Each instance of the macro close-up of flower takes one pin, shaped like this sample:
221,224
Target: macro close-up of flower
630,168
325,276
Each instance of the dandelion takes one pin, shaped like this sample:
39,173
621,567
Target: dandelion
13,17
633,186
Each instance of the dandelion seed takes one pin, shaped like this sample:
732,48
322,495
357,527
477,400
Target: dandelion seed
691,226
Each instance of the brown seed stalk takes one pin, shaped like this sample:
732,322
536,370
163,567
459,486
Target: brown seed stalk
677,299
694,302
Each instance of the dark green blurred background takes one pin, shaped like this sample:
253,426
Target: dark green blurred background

Instructions for the task:
Restate each record above word for word.

Response for this exercise:
Each instance of the macro close-up of flower takes one pin, shaped like this sample:
221,224
Target: macro close-up of flower
630,168
325,276
Each instance of the dandelion takes one pin, shaped like this sample:
39,173
621,567
Target: dandelion
13,17
633,186
Each instance of the dandelion seed takes one pin, shaped like this sample:
732,48
322,495
357,527
477,400
Target: dandelion seed
691,226
Each instance of the brown seed stalk takes one pin, shaped like this sample:
732,322
536,370
163,567
459,486
Target: brown seed stalk
677,299
694,302
Each instance of the dark green blurred background takes one pin, shaped like this sample:
253,426
Target: dark green blurred background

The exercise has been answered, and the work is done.